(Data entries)
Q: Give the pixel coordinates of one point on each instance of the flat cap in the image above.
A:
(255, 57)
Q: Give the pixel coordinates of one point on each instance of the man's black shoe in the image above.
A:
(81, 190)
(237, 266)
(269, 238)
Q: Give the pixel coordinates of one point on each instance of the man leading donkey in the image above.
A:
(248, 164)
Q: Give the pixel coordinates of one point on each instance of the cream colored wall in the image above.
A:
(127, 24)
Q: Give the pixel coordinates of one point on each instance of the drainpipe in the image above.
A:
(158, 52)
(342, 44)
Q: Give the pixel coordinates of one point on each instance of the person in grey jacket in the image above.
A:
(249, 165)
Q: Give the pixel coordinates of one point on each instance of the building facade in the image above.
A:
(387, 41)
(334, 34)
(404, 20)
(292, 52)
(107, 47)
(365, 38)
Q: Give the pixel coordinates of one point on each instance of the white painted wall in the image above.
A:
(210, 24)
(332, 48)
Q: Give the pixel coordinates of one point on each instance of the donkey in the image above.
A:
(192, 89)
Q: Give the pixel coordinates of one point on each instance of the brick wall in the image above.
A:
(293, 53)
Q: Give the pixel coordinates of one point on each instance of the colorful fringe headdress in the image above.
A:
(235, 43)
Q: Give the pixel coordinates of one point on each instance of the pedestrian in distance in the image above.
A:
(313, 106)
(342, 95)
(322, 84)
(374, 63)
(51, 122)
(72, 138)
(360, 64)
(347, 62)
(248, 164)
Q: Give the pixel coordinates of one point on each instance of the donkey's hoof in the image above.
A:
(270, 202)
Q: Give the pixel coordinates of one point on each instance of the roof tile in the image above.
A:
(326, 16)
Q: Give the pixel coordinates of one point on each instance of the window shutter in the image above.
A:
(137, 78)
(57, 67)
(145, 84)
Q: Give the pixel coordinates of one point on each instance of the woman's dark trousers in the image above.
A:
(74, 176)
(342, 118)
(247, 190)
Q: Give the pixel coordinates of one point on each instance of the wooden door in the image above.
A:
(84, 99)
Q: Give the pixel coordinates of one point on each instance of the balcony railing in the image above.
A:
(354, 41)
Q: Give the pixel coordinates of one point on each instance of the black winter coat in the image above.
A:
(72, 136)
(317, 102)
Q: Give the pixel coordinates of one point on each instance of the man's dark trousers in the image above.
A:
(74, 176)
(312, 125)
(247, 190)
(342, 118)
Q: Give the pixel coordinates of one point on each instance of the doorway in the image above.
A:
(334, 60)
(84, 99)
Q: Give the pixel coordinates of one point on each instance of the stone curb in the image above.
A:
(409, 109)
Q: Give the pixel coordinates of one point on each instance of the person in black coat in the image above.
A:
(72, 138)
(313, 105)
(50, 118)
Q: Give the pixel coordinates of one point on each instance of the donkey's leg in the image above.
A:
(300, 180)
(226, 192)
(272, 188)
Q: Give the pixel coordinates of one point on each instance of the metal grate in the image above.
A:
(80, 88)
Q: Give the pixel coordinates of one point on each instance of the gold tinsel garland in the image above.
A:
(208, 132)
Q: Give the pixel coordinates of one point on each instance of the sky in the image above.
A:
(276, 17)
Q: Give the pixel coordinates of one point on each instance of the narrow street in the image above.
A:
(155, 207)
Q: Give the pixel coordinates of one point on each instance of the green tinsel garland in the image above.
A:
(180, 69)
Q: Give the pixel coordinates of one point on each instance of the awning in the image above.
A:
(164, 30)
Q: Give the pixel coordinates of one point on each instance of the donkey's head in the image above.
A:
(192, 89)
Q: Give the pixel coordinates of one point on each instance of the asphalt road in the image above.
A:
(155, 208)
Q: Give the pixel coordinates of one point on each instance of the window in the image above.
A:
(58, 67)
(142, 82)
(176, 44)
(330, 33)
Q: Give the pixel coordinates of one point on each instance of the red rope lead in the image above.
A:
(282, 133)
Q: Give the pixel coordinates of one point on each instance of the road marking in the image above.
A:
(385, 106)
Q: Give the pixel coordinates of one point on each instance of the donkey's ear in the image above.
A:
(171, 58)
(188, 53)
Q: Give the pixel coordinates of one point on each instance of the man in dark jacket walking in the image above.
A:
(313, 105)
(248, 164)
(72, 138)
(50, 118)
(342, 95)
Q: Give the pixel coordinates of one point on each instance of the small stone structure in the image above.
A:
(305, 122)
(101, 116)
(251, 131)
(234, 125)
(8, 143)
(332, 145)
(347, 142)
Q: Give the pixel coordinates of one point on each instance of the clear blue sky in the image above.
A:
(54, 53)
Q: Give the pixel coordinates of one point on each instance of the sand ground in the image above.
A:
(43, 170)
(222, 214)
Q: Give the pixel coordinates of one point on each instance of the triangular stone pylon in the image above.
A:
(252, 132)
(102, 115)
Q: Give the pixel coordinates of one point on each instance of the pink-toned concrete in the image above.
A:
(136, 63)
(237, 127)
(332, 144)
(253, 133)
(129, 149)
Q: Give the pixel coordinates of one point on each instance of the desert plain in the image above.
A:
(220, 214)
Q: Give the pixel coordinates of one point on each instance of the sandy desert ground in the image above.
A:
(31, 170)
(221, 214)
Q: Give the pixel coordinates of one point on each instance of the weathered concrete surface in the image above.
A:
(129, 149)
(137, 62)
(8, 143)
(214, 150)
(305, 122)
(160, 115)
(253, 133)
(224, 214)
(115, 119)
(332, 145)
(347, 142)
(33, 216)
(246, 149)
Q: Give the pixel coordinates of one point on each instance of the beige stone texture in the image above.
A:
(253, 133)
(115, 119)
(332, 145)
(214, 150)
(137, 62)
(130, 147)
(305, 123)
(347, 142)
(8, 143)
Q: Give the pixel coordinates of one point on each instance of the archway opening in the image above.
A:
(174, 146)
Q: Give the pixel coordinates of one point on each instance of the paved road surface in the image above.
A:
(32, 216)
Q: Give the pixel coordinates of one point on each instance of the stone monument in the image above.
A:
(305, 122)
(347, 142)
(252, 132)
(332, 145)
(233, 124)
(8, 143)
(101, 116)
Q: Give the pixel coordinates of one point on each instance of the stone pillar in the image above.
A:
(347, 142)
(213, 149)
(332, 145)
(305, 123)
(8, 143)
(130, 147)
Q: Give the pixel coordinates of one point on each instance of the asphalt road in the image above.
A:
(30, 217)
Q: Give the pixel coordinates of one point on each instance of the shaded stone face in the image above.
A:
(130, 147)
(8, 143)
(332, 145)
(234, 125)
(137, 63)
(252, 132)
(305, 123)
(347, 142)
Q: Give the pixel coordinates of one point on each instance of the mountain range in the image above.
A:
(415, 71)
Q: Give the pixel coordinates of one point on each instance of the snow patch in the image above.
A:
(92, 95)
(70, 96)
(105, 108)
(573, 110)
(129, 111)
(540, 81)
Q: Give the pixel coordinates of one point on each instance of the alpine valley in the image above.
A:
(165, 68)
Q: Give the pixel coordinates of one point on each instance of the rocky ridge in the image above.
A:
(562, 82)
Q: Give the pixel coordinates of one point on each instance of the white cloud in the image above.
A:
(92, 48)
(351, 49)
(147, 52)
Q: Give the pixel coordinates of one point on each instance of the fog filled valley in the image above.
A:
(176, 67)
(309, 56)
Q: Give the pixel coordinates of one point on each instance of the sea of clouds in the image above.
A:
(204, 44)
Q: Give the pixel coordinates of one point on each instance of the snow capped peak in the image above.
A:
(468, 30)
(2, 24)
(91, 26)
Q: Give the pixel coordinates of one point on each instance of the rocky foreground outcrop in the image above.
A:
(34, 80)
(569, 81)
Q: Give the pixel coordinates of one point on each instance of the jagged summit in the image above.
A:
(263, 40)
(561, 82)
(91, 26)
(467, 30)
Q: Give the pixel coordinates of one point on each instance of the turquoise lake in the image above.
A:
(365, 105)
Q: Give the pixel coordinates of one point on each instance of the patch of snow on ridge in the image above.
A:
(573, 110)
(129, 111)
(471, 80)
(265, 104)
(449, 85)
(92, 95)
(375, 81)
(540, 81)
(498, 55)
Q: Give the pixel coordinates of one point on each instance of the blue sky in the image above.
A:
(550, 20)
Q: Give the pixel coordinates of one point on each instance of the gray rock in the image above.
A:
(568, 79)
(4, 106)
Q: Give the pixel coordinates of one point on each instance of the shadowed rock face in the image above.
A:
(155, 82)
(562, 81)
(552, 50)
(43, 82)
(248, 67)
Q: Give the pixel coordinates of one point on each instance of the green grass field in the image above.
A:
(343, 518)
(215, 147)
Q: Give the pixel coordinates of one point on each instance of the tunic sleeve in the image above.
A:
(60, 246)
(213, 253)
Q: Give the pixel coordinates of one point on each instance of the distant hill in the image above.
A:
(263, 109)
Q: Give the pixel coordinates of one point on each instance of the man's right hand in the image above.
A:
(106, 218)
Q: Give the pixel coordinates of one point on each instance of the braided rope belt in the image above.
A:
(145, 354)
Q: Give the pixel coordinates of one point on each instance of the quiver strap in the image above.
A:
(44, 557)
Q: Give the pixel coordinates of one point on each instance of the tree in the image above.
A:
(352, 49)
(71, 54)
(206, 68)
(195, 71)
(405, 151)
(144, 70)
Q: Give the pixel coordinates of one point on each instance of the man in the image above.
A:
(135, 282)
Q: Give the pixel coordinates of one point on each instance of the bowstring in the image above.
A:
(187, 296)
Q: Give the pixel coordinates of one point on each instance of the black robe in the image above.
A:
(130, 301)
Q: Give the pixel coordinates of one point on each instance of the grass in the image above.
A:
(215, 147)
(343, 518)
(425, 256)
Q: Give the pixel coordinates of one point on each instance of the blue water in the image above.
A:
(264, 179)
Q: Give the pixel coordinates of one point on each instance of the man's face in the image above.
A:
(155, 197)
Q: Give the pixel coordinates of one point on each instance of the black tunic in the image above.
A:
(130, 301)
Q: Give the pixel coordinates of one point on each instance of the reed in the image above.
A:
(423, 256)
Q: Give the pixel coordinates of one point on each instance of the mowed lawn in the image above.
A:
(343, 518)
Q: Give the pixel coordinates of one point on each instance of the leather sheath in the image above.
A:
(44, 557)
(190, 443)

### What to work on
Beginning at the line with "grate in the image above." and ending at the line with "street in the image above.", reproduce each line of the data above exactly, and add no other lines.

### Exercise output
Q: Give the pixel coordinates of one point on each instance of the metal grate in the image above.
A:
(80, 88)
Q: Give the pixel coordinates of one point on each instance of the gold tinsel garland in the image above.
A:
(208, 132)
Q: Give the pixel coordinates of one point on each instance of the sky in the image above.
A:
(276, 17)
Q: Give the pixel coordinates of one point on each instance of the narrow street in the image above.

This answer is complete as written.